PROBLEM STATEMENT: Retype the records below exactly as they stand, but with no images.

= Beginning of Section =

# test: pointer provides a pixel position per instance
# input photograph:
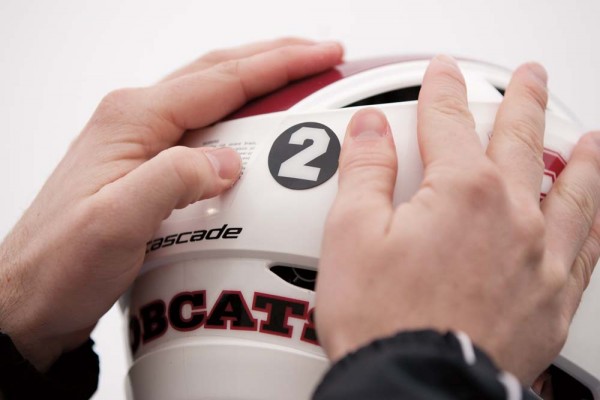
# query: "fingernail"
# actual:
(443, 58)
(538, 71)
(226, 162)
(368, 124)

= End of Section =

RESULT FOR THIS TASK:
# test: pointer provides a pixel position per instance
# input photograph:
# query: "fingernail"
# actual:
(443, 58)
(538, 71)
(226, 162)
(368, 124)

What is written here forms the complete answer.